_TASK GOAL_
Copy the records from the line with "point_to annotates the green" through the end of the records, and substitute "green foliage" for every occurrence of "green leaves". Leave everything else unchanged.

***

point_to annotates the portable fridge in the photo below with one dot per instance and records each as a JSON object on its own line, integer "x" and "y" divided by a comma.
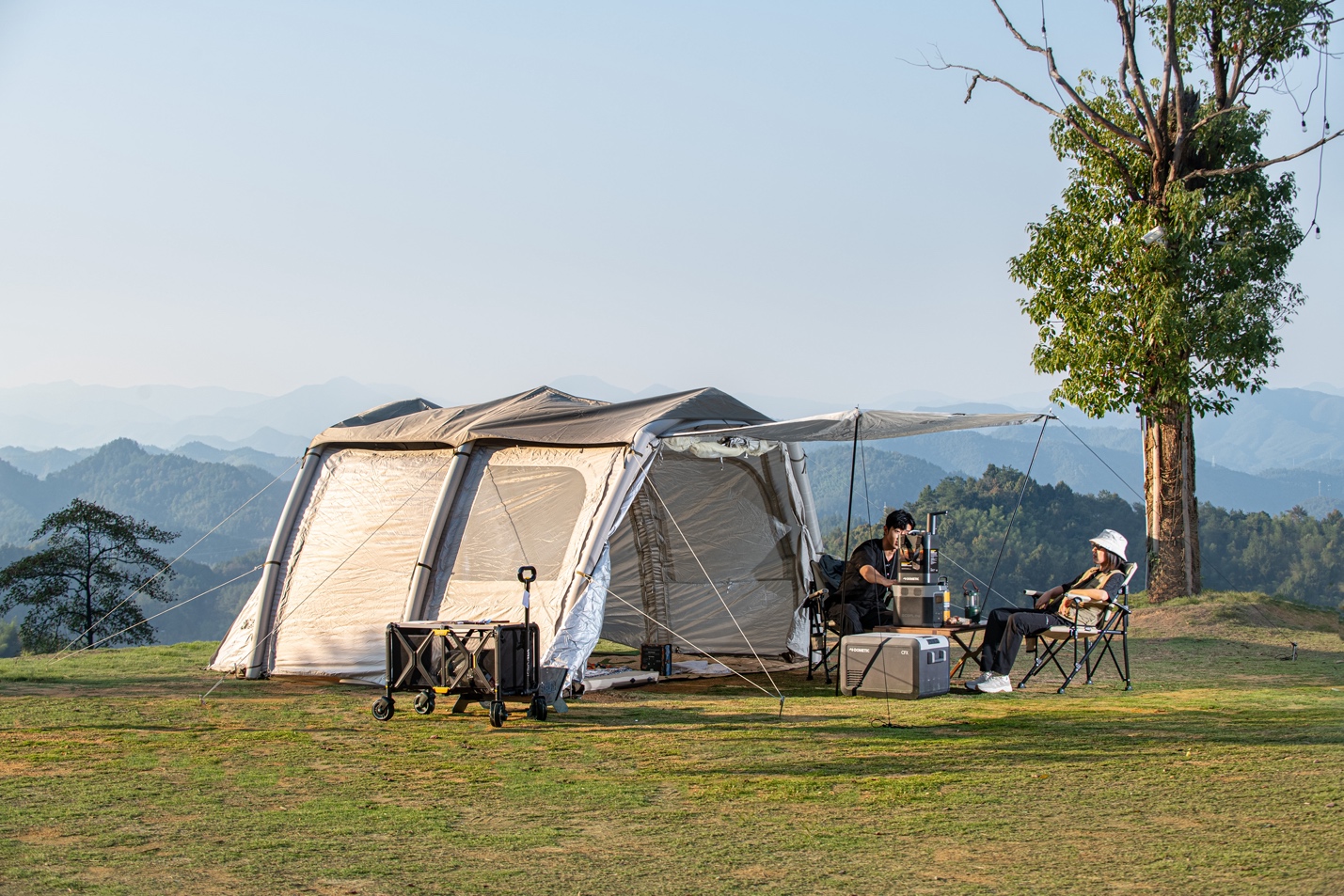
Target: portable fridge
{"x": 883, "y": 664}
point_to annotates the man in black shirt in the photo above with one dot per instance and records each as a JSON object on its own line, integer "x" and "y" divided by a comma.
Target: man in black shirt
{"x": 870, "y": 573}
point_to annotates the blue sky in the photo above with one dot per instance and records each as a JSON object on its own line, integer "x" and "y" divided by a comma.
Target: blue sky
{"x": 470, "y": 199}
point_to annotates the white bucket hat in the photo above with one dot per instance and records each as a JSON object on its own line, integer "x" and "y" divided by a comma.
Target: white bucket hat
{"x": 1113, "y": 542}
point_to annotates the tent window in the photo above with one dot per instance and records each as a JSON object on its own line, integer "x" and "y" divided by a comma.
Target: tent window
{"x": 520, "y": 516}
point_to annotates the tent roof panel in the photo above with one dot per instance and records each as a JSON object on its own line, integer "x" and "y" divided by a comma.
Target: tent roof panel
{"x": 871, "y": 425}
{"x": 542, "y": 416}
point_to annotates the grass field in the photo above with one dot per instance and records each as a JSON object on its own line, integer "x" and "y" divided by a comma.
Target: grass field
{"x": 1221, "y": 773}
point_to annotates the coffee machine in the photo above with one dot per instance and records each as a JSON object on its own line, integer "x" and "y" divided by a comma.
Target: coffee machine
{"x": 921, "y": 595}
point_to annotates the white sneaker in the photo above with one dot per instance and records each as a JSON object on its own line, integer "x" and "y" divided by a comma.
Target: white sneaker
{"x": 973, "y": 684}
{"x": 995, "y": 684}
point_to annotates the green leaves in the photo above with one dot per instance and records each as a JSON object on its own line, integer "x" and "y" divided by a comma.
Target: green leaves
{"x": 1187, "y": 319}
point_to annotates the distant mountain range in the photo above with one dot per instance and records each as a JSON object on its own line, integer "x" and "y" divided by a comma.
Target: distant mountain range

***

_TASK RESPONSE_
point_to annotates the green foliage in the photo above with one dot per instance and records each as a JSON object on its own line, integer "x" and "y" divided by a comma.
Target: green foliage
{"x": 1187, "y": 319}
point_to annotates the distant mountain range in the photo above with one dot per instance and records each as a JSON object on its own line, integer "x" and "y" divided by a comma.
Target: distant mountain range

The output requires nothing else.